**DATA EXCERPTS**
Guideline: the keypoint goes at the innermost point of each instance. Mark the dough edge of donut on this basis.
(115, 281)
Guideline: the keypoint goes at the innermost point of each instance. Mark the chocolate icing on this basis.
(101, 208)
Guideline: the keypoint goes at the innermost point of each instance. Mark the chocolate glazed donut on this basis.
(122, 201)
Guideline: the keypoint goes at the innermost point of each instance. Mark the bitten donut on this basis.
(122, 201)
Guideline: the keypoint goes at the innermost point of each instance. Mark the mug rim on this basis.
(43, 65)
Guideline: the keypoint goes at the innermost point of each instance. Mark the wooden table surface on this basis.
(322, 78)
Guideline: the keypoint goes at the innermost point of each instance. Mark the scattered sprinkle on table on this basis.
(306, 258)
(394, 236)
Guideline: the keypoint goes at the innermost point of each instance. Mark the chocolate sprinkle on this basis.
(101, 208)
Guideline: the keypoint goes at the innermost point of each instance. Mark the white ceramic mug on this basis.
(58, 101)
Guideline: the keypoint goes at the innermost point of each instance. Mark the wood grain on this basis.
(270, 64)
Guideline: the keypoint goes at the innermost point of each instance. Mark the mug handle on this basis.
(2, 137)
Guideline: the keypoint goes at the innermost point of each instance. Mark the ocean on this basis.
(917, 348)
---
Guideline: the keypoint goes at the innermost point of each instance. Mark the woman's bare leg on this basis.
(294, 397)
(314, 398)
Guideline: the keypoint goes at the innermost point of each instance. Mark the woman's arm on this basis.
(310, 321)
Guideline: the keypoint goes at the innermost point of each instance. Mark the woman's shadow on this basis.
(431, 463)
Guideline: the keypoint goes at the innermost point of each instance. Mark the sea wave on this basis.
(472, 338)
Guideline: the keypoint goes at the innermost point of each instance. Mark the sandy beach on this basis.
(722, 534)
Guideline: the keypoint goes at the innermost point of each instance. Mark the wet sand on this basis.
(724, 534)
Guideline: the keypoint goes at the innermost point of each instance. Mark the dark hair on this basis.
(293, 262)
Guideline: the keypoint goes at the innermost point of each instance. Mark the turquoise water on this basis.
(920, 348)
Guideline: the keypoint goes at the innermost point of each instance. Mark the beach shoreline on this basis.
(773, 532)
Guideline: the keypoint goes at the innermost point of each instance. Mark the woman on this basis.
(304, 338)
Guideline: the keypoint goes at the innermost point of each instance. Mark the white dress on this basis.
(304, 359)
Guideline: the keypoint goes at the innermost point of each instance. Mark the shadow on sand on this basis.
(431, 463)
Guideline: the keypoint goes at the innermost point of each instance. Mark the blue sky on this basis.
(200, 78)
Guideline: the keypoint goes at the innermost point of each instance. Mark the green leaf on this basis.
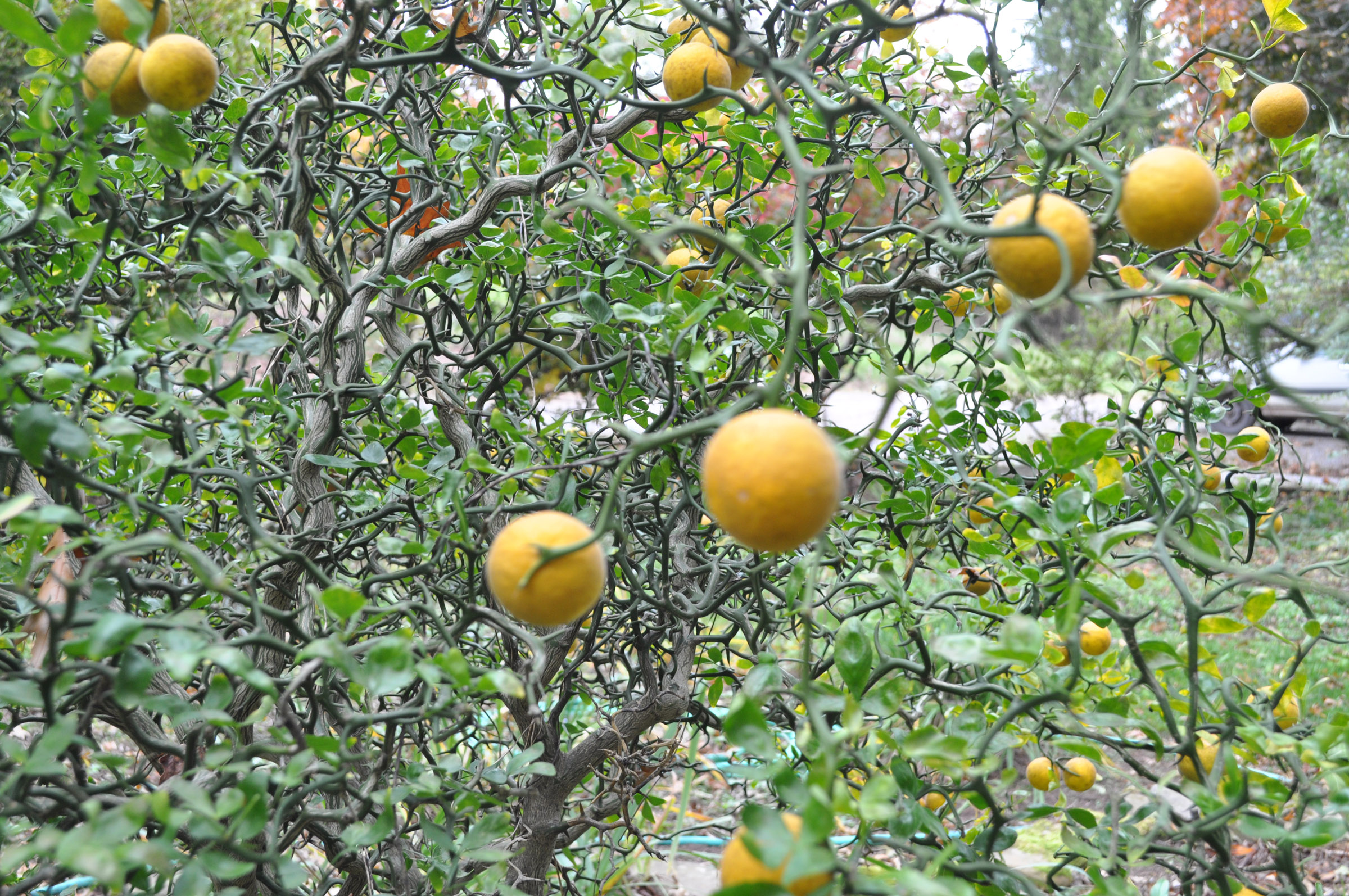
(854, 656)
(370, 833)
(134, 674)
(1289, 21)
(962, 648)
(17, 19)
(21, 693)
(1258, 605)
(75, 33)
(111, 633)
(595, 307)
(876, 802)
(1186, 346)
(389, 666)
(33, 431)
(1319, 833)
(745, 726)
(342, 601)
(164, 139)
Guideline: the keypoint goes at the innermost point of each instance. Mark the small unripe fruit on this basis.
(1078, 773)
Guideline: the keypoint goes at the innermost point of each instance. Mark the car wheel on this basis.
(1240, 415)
==
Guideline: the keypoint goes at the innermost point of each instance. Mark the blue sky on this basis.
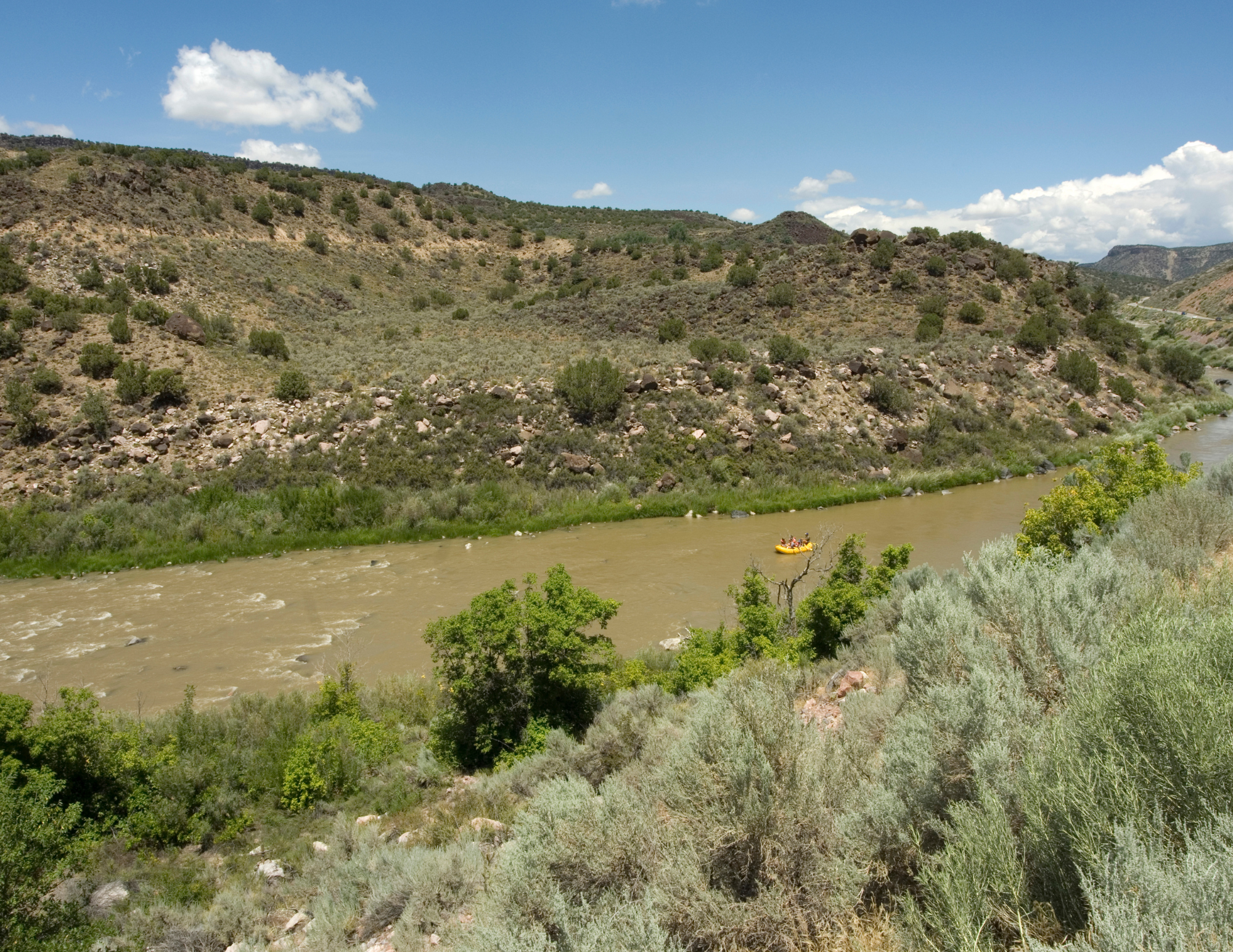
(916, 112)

**WHAT IS ASKED**
Please duplicate the material from the line with "hair on this basis." up to and including the line with "(1078, 773)". Leave the pictures out of your answer.

**OUTPUT FOR THIS EXERCISE**
Guideline: the keypoint goes at the innermost point of each instance. Mark the dark hair on this basis.
(293, 262)
Guideline: the keypoint goes at the innermost point of each instance. Mark the turquoise water on this basis.
(920, 348)
Guideline: the keypoint goes at the innermost point of each instance. Mark the beach shoreline on this basis.
(773, 532)
Guideline: the keypoint goes at the innermost point of each instance. Mark the woman on this basis.
(304, 338)
Guideline: the keypoint goes at the innermost point of each instance. Mark the white dress on this basis.
(304, 359)
Guideline: the keypoint goes at the innermost point of each instance. Mark the shadow on sand on this basis.
(431, 463)
Guideline: the keypoint goes at the innermost point of each instance. Mark the blue sky on this basis.
(200, 78)
Guideline: the keypoint goes at the innermost point of each instance. Mark the green leaf on this basis.
(854, 656)
(370, 833)
(134, 674)
(1289, 21)
(962, 648)
(17, 19)
(21, 693)
(1258, 605)
(75, 33)
(111, 633)
(595, 307)
(876, 802)
(1186, 346)
(389, 666)
(33, 431)
(1319, 833)
(745, 726)
(342, 601)
(164, 139)
Guideline: the keypoint goes at the innermost point of each instance. Mark the small unripe fruit on this basis.
(1078, 773)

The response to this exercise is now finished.